### REQUIRED WORK:
All of the data below is to be repeated exactly, except for the pictures.
START THE DATA
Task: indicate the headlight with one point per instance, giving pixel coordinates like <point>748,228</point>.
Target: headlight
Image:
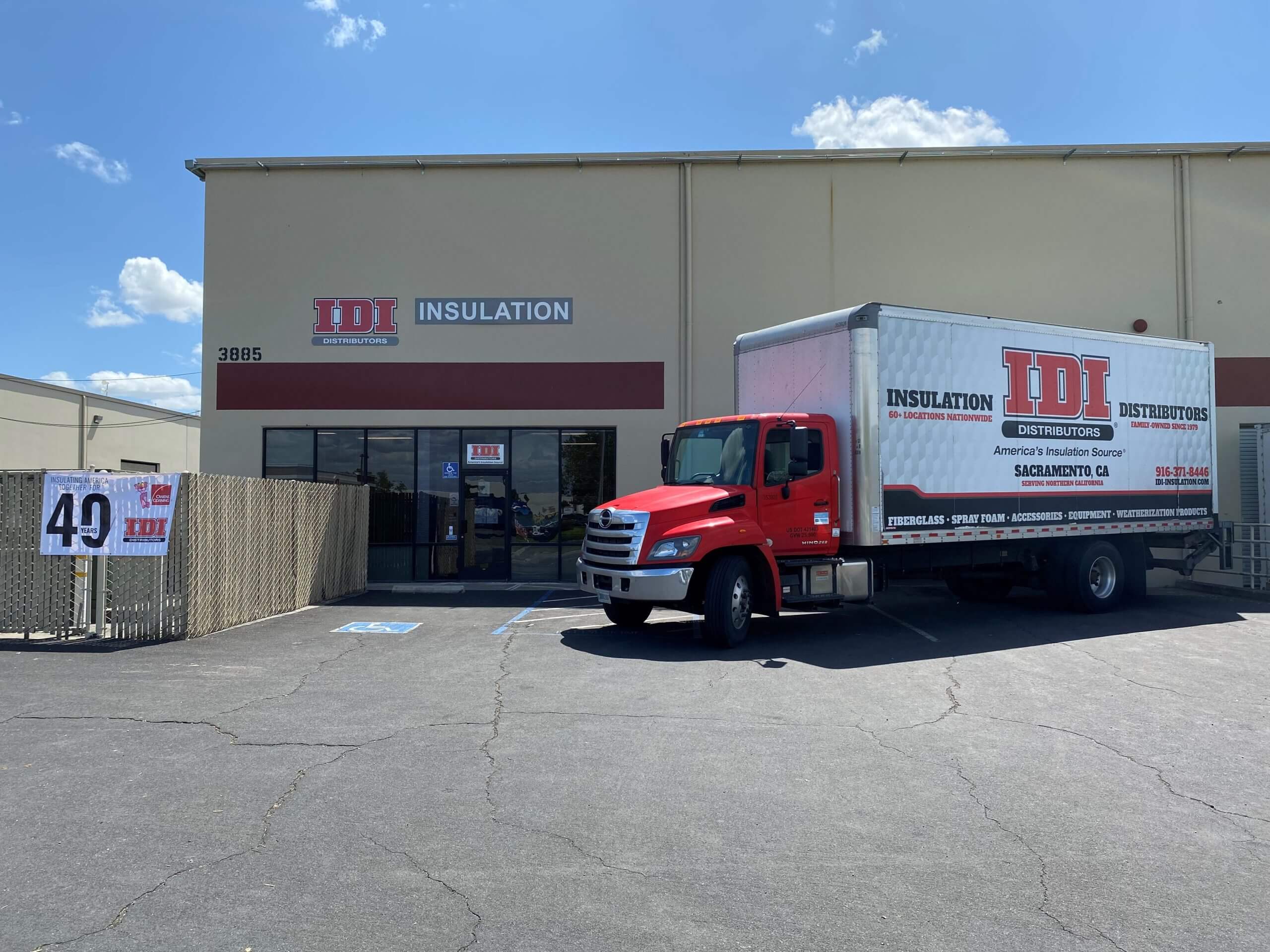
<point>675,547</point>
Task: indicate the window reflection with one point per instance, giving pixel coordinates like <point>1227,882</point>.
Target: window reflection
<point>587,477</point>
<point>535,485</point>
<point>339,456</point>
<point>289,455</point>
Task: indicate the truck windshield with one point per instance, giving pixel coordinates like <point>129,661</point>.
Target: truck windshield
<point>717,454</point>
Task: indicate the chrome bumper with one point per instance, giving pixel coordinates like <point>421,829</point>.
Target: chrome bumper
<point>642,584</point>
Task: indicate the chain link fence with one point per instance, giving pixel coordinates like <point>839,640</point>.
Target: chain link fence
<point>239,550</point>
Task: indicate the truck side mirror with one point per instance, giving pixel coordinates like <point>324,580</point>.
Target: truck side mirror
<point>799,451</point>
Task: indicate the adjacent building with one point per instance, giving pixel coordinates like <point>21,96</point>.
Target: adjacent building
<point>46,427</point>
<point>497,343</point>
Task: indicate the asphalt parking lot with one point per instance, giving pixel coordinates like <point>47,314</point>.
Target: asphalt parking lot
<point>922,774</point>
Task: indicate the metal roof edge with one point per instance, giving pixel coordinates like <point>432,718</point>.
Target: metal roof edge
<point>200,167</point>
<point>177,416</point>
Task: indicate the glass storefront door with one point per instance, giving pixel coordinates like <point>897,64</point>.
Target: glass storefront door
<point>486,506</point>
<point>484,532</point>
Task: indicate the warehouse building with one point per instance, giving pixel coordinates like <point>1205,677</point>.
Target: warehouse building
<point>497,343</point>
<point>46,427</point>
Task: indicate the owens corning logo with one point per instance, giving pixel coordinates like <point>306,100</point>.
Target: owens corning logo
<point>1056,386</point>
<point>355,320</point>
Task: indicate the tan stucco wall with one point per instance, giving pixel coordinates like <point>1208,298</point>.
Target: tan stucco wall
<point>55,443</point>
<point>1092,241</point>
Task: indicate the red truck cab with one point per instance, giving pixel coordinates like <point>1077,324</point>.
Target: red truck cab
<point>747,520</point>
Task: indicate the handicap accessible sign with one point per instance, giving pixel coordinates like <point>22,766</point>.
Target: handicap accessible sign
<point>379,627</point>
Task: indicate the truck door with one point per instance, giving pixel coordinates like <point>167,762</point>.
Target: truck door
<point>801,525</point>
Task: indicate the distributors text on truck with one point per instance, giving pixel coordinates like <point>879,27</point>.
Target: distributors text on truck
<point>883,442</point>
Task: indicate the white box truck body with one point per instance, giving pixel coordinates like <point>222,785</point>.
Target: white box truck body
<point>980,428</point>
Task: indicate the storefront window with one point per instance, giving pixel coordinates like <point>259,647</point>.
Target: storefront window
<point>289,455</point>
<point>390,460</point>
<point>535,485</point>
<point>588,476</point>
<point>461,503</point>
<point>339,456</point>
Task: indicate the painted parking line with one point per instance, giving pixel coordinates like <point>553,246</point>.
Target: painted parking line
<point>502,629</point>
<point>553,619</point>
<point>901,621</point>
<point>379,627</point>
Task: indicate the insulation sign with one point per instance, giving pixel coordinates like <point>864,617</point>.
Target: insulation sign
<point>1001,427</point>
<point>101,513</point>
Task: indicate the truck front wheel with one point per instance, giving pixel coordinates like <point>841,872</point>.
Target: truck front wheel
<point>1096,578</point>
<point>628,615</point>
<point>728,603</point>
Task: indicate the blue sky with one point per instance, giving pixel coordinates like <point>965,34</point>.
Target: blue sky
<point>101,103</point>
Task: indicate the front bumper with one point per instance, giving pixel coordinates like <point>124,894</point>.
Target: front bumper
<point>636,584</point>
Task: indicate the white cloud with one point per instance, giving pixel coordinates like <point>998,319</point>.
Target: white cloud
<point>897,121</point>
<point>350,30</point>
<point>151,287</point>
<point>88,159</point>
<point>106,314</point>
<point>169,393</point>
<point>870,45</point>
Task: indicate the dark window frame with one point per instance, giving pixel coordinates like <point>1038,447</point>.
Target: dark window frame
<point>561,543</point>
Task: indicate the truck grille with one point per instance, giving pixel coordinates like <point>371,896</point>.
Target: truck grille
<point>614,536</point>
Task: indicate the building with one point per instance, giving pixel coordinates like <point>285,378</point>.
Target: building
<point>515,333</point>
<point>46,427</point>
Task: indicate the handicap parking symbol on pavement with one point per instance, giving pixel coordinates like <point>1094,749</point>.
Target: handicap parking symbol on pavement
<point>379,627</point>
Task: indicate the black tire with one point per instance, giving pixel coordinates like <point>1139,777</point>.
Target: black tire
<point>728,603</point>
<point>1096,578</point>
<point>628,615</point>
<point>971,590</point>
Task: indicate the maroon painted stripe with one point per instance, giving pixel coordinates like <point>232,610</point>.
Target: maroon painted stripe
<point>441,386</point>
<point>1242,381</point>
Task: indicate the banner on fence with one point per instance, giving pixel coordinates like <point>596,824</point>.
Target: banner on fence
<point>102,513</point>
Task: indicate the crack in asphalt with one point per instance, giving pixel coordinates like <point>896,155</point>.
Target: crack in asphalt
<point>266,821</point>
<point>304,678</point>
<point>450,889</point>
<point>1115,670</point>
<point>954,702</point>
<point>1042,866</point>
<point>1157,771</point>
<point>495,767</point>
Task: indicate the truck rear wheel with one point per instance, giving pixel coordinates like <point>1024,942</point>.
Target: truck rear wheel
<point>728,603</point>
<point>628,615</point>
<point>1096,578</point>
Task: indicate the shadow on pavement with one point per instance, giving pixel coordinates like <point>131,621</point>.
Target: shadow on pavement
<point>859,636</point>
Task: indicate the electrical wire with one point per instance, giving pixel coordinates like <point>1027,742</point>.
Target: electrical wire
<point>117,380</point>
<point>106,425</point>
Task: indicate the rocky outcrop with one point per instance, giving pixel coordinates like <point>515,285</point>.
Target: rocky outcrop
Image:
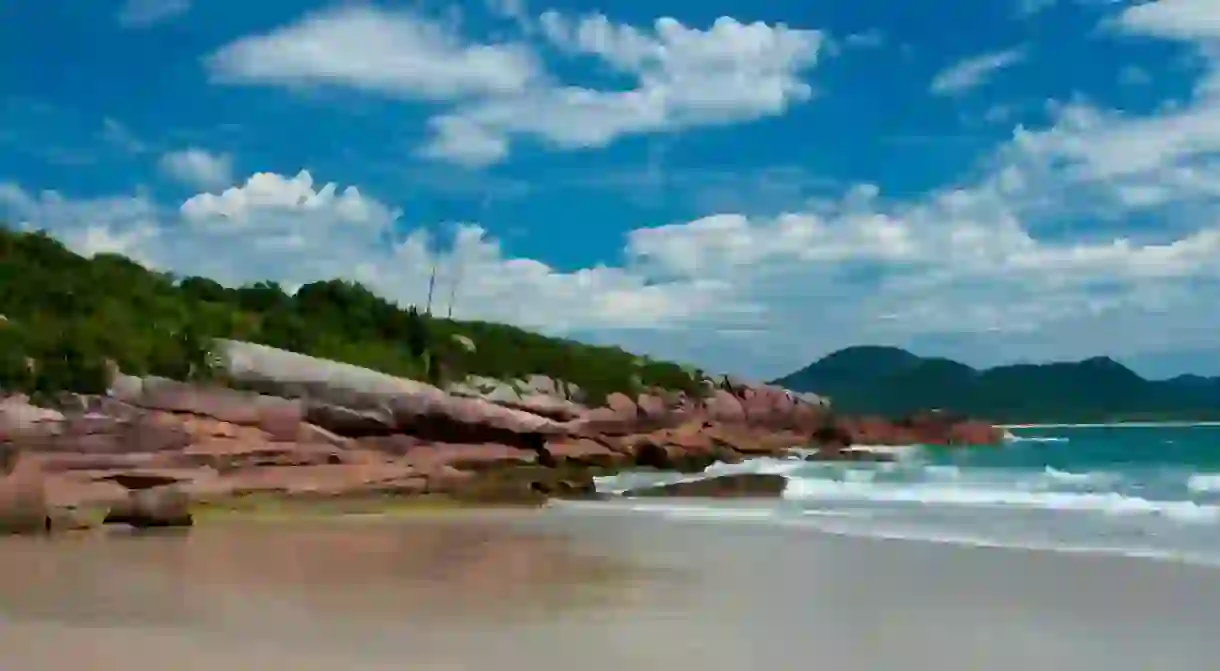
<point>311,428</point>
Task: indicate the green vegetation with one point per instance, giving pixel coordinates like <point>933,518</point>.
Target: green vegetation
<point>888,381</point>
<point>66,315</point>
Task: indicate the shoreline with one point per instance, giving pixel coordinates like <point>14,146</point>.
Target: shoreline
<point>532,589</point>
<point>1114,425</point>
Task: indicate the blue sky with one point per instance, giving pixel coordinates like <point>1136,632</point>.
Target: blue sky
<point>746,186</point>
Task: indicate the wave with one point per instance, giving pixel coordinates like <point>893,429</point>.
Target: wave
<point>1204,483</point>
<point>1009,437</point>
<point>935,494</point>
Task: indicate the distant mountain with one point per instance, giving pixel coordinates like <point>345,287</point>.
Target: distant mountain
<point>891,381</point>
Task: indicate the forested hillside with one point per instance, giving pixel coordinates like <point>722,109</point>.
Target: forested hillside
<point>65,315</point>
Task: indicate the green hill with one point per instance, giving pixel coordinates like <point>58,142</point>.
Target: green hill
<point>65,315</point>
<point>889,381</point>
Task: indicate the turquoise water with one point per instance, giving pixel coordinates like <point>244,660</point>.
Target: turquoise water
END THE DATA
### EXPECTED ANSWER:
Task: indicate the headlight with one point per instance, giving pixel coordinates like <point>748,228</point>.
Target: headlight
Image:
<point>675,547</point>
Task: indicate the window reflection with one point per instance, giving pixel coordinates like <point>1227,882</point>.
Target: window reflection
<point>587,477</point>
<point>535,485</point>
<point>339,456</point>
<point>289,455</point>
Task: indicate the truck windshield with one point per instance, giving pixel coordinates like <point>129,661</point>.
Target: truck windshield
<point>717,454</point>
Task: indicate the chrome bumper with one point per instance, giving pixel coordinates like <point>421,829</point>.
Target: chrome bumper
<point>642,584</point>
Task: indicate the chain link fence with one point per instance, giving pixel coordinates like <point>839,640</point>.
Target: chain link fence
<point>239,550</point>
Task: indicate the truck side mirror with one point per instance, giving pixel coordinates like <point>324,580</point>.
Target: truck side mirror
<point>799,451</point>
Task: indicate the adjacent building with one point per instance, giving pixel coordinates like <point>21,96</point>.
Target: adjacent building
<point>46,427</point>
<point>497,343</point>
Task: indicate the asphalt parking lot with one point per instance, giving pixel coordinates like <point>47,314</point>.
Target: asphalt parking lot
<point>922,774</point>
Task: indicate the metal roof edge with one point per instance, giving pixel coordinates like <point>432,718</point>.
Target: metal roof edge
<point>200,167</point>
<point>177,416</point>
Task: indicate the glass storefront door with one point per instance, giving pixel coordinates like <point>897,64</point>.
Target: glass storefront door
<point>486,506</point>
<point>484,532</point>
Task: indicate the warehouse building with one point per instance, giving pixel coordinates like <point>1205,677</point>.
Target: warehouse building
<point>497,343</point>
<point>46,427</point>
Task: indicate the owens corning logo with one point per instance, giving pixel coordinates like <point>306,100</point>.
Target: owens corning logo
<point>1056,386</point>
<point>355,320</point>
Task: indicate the tan stucco wall with one point per instance, giving pixel coordinates like <point>1208,298</point>.
Target: tan stucco wall
<point>55,443</point>
<point>1092,241</point>
Task: indicate the red truck cab with one point per instance, giving pixel coordinates like <point>1077,324</point>.
Target: red truck cab
<point>747,520</point>
Task: indicate the handicap accessible sign with one point per instance, giving pixel coordinates like <point>22,766</point>.
Target: handicap accessible sign
<point>379,627</point>
Task: indicate the truck door with one point per instance, giving pixel coordinates like <point>167,762</point>.
Target: truck door
<point>801,525</point>
Task: indicate the distributors text on truck with one point per instance, giving pixel coordinates like <point>879,27</point>.
Target: distributors text on truck
<point>883,442</point>
Task: indicate the white box truck body with one point per instance, giving pixel coordinates like <point>222,785</point>.
Target: white box truck body
<point>980,428</point>
Task: indicate the storefront window with one point per instance, giving pixel coordinates like <point>259,647</point>.
Target: storefront window
<point>289,455</point>
<point>390,460</point>
<point>535,485</point>
<point>588,476</point>
<point>461,503</point>
<point>339,456</point>
Task: indicate the painted parking line with one point per instance, giving pixel coordinates like <point>553,246</point>.
Target: painted parking line
<point>502,629</point>
<point>553,619</point>
<point>901,621</point>
<point>379,627</point>
Task: indicate the insulation sign with one point per instance, giving pixel coordinates like <point>864,617</point>.
Target: insulation sign
<point>1001,427</point>
<point>101,513</point>
Task: indicate the truck front wheel with one point per instance, giving pixel coordinates like <point>841,872</point>.
Target: truck front wheel
<point>1096,578</point>
<point>628,615</point>
<point>728,603</point>
Task: indicate the blue sky with one point per instance, giving pixel coordinates like <point>965,34</point>.
Target: blue sky
<point>101,103</point>
Task: indicate the front bumper with one point per instance, giving pixel coordinates like <point>124,894</point>.
Target: front bumper
<point>636,584</point>
Task: indicate the white cloud with one point per instance, giving pixel coordinates like <point>998,319</point>.
Target: white cloud
<point>897,121</point>
<point>350,30</point>
<point>151,287</point>
<point>88,159</point>
<point>106,314</point>
<point>169,393</point>
<point>870,45</point>
Task: indicate the dark window frame with one point per instance, giving pixel coordinates like <point>1038,447</point>.
Target: dark window frame
<point>561,543</point>
Task: indicate the truck grille with one point per instance, giving pixel coordinates like <point>371,896</point>.
Target: truck grille
<point>614,536</point>
Task: indicate the building with one point per instance, giving pixel coordinates like <point>285,378</point>.
Target: building
<point>515,333</point>
<point>46,427</point>
Task: indicate the handicap parking symbol on pavement with one point per instance, giving pixel coordinates like <point>1094,749</point>.
Target: handicap parking symbol on pavement
<point>379,627</point>
Task: indicate the black tire with one point per instance, giving pixel coordinates like <point>1139,777</point>.
Target: black tire
<point>728,603</point>
<point>1096,578</point>
<point>628,615</point>
<point>971,590</point>
Task: indicate the maroon painted stripe with one point per instance, giving pixel coordinates like <point>232,610</point>.
Target: maroon painted stripe
<point>441,386</point>
<point>1242,381</point>
Task: indicate the banner on fence with one point per instance, giving pixel coordinates like <point>596,824</point>.
Target: banner on fence
<point>102,513</point>
Task: indicate the crack in asphalt with one point per instance, giving pixel coordinates like <point>896,155</point>.
Target: crack in asphalt
<point>266,821</point>
<point>304,678</point>
<point>450,889</point>
<point>1115,670</point>
<point>954,702</point>
<point>1042,866</point>
<point>1157,771</point>
<point>495,767</point>
Task: indicate the truck rear wheel with one point per instance, giving pixel coordinates like <point>1024,942</point>.
Target: truck rear wheel
<point>728,603</point>
<point>628,615</point>
<point>1096,578</point>
Task: indicate the shadow on pavement with one point per instance, giving pixel coordinates like <point>131,621</point>.
Target: shadow on pavement
<point>859,636</point>
Task: indicate the electrical wire with one point per instance, giving pixel coordinates like <point>1027,742</point>.
Target: electrical wire
<point>117,380</point>
<point>106,425</point>
Task: indicate the rocky outcrop with one point per instance, giving pixel coordinates like <point>515,285</point>.
Target: rocky outcrop
Image:
<point>311,428</point>
Task: indicate the green vegetation with one point per instance, giving pixel coordinates like <point>933,518</point>.
Target: green vegetation
<point>888,381</point>
<point>66,315</point>
Task: indicate the shoreline with one point per instance, giving pixel coordinates like <point>14,146</point>.
Target: shoreline
<point>532,589</point>
<point>1114,425</point>
Task: indicate the blue sky with one point per instance, giving pixel coordinates like <point>1136,632</point>.
Target: blue sky
<point>746,186</point>
Task: indicate the wave with one point per instance, giving pixel coordinates like <point>893,429</point>.
Target: wave
<point>1204,483</point>
<point>1009,437</point>
<point>935,494</point>
Task: indicate the distant mountain with one point per instance, giving pixel coordinates like <point>345,287</point>.
Target: distant mountain
<point>891,381</point>
Task: indicate the forested hillside with one point per instance, giving pixel coordinates like <point>722,109</point>.
Target: forested hillside
<point>65,315</point>
Task: indicate the green hill with one point per instance, giving pixel coordinates like <point>58,142</point>.
Target: green hill
<point>65,315</point>
<point>889,381</point>
Task: indicate the turquoise water with one point per instance, giving pixel coordinates like <point>244,660</point>.
Target: turquoise water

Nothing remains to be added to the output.